## PROBLEM DETAILS:
Reproduce exactly, with no other output, every line of the data below from the line containing "Could you point out the plastic" to the end, inclusive.

========================

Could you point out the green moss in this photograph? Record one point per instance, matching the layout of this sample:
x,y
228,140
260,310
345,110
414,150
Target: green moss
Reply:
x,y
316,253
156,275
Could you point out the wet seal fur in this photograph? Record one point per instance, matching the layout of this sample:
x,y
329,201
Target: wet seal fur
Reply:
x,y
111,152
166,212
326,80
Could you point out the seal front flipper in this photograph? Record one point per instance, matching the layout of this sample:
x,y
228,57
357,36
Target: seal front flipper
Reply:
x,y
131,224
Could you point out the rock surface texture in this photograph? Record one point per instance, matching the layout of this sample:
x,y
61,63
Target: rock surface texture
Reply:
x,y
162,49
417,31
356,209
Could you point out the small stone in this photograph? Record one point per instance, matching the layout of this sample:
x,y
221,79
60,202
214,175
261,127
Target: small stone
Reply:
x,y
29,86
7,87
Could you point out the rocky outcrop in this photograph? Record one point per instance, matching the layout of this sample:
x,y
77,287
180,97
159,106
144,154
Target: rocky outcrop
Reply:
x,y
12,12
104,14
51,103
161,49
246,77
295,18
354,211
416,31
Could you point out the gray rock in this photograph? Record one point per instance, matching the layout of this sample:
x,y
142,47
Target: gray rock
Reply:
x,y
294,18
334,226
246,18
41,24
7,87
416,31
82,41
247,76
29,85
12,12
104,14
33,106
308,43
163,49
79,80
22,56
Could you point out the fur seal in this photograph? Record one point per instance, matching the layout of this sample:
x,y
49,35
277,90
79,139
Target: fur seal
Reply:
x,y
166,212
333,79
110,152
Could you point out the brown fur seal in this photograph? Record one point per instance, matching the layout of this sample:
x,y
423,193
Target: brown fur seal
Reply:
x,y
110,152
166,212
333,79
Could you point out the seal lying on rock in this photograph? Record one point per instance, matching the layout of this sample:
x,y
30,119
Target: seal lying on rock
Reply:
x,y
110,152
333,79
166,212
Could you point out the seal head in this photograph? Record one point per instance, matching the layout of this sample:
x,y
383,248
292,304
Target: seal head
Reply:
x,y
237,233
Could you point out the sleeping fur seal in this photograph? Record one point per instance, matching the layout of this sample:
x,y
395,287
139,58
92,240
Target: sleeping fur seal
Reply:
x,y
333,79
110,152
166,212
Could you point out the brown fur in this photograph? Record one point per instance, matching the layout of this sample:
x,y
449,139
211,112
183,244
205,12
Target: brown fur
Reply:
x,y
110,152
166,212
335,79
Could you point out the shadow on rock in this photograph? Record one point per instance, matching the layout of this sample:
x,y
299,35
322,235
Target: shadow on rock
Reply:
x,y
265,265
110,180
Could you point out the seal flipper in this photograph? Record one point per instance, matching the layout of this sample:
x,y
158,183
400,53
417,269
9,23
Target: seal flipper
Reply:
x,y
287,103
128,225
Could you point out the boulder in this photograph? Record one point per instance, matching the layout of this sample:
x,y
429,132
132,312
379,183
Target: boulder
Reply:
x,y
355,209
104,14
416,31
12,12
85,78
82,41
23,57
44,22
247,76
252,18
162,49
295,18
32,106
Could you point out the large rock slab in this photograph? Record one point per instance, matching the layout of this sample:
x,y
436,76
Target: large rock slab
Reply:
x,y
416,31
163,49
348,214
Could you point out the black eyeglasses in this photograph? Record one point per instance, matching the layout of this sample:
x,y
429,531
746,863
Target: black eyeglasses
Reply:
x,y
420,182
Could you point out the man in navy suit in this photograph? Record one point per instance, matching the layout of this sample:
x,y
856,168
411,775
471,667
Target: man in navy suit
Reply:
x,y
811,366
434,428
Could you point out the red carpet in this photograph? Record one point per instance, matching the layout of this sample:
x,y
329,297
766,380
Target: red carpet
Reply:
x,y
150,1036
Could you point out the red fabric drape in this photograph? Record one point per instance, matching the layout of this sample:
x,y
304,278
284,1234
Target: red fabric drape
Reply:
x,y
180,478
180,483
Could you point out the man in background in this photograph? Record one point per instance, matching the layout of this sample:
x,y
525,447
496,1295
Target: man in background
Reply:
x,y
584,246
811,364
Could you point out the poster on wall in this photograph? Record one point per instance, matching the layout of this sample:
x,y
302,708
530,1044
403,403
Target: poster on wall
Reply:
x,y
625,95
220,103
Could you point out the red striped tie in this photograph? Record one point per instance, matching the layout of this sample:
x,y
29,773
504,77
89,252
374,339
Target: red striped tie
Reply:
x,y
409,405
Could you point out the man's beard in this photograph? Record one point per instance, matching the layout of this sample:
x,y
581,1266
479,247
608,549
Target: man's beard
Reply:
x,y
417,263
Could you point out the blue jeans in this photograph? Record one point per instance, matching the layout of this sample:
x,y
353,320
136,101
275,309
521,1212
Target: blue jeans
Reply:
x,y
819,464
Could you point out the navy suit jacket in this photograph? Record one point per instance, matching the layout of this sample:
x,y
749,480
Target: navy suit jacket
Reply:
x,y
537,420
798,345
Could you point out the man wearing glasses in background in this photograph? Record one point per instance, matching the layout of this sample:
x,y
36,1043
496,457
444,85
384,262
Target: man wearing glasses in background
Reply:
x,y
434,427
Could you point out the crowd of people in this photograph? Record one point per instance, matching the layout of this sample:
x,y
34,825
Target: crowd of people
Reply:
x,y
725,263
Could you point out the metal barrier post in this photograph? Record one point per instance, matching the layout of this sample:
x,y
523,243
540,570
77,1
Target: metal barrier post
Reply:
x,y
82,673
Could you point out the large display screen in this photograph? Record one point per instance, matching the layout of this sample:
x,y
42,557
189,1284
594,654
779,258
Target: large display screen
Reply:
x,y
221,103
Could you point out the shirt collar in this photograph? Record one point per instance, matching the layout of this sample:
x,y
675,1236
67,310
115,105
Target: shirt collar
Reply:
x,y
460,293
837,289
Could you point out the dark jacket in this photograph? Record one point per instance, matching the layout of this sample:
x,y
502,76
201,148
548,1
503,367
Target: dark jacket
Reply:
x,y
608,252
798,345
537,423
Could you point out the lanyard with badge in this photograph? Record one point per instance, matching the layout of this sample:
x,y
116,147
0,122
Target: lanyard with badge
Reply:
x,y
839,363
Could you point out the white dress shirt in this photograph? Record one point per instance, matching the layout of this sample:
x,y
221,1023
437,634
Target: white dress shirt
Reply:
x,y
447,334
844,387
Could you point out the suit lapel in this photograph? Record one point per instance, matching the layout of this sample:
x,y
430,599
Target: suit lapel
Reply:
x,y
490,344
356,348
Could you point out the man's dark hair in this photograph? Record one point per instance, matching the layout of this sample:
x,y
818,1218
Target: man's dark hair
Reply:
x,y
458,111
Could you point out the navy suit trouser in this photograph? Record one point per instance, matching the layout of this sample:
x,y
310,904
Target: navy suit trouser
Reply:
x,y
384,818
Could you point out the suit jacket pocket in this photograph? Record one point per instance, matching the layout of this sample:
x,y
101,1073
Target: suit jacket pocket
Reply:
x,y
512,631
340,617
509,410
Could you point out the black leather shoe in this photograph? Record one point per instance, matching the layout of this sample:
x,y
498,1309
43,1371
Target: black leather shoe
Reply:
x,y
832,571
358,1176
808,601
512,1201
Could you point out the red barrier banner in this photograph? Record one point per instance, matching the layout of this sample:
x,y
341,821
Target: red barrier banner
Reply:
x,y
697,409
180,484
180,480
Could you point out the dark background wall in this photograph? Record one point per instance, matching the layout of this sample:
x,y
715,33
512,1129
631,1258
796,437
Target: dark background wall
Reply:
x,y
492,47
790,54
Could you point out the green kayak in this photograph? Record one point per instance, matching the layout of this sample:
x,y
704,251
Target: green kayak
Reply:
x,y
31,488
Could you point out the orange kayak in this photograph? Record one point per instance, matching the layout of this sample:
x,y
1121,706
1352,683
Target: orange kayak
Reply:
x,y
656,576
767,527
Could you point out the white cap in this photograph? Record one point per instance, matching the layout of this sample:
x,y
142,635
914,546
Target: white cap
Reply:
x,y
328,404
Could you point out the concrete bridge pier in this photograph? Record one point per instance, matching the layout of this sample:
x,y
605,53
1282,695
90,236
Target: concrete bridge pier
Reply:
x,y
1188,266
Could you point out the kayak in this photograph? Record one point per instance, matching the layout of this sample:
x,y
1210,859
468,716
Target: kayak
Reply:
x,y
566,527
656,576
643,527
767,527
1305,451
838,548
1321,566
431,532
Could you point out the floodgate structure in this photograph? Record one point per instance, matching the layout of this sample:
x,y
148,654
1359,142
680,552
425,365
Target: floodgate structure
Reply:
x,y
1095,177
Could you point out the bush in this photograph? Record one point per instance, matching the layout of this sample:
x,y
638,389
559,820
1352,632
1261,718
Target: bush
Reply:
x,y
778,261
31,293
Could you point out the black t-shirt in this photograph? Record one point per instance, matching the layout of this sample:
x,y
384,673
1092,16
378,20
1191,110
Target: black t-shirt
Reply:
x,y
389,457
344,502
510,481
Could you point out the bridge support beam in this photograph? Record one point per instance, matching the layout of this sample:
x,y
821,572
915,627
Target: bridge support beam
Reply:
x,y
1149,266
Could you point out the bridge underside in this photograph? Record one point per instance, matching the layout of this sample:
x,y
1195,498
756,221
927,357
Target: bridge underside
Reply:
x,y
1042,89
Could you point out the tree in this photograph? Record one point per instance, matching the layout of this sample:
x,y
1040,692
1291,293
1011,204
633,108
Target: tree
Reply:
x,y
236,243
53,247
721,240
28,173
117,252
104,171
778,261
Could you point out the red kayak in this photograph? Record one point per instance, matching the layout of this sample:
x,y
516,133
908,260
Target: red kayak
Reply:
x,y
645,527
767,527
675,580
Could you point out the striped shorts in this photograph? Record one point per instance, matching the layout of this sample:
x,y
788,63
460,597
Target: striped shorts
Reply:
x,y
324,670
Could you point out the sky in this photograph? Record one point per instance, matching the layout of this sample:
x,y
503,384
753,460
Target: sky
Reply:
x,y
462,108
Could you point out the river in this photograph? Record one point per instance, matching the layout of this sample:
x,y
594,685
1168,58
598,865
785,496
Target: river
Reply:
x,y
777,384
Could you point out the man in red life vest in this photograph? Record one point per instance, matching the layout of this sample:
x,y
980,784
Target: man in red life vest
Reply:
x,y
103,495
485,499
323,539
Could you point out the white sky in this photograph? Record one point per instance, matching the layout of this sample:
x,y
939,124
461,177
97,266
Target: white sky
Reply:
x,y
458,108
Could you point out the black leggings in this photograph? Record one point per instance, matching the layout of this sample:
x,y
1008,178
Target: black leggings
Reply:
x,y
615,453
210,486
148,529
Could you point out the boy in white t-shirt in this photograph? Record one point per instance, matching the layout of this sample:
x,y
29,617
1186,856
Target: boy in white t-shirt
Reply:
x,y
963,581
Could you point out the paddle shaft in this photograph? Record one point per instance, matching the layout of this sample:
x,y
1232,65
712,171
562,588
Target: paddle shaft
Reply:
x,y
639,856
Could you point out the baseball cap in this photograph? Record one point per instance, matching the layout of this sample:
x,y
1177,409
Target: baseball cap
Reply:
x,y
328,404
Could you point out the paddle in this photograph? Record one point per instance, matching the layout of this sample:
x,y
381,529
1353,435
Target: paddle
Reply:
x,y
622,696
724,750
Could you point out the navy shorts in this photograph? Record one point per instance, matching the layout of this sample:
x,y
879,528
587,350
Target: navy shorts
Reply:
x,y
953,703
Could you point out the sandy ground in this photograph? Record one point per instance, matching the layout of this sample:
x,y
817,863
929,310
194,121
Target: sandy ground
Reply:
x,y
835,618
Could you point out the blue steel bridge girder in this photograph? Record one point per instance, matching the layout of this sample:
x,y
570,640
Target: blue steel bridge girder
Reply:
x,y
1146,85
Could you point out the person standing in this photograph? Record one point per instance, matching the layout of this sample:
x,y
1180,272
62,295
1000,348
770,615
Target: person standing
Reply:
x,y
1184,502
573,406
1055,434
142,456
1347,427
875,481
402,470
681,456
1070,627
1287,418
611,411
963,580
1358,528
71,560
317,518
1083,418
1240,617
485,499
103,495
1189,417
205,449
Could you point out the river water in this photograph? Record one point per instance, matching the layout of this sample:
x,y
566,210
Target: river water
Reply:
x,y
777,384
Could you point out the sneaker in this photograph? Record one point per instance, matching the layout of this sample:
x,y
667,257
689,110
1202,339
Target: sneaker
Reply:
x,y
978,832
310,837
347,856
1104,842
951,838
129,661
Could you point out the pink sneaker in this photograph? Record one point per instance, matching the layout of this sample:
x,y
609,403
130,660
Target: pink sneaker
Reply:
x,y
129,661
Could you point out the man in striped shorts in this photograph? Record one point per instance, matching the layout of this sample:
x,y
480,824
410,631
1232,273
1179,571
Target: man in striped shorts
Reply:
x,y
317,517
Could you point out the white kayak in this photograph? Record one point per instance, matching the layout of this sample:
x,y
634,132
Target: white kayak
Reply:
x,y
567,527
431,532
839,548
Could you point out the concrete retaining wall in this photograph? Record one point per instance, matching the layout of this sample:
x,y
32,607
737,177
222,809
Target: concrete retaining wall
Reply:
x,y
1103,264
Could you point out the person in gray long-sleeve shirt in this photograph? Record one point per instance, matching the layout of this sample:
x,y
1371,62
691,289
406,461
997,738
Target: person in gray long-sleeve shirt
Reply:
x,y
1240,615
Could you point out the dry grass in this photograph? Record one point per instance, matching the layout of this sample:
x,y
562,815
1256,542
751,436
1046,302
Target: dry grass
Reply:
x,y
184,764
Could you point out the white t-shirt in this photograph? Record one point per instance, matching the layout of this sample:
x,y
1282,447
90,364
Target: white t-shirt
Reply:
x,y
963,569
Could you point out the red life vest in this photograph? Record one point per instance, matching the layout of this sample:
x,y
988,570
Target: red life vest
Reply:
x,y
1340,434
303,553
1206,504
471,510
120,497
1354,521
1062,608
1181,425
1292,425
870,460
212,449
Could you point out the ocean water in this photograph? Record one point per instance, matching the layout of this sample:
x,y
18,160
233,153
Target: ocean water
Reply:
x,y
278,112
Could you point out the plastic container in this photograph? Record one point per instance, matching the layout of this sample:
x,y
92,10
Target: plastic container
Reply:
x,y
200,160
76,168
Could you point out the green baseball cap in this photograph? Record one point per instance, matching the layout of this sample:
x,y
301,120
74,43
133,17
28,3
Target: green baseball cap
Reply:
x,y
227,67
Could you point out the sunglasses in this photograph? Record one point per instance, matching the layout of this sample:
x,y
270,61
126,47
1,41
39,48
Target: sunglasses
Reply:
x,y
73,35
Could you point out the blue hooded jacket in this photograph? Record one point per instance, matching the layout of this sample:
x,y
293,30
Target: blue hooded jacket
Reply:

========================

## SOLUTION FOR THIS EXERCISE:
Could you point out the plastic container in this photograph? Record one point per instance, matching the layout of this sample:
x,y
92,10
Target: plastic container
Reply:
x,y
200,160
76,168
Could you point out the green baseball cap in this photograph? Record one point per instance, matching the layout of this sample:
x,y
301,120
74,43
133,17
28,3
Target: green baseball cap
Reply:
x,y
227,67
Could you point out the sunglasses in this photograph? Record one point per instance, matching the layout of this sample:
x,y
270,61
126,47
1,41
39,48
Target: sunglasses
Reply:
x,y
73,35
Could you point out the blue hooded jacket in this photograph? Record one point per instance, matching the layout of this sample:
x,y
293,30
Target: blue hooded jacket
Reply:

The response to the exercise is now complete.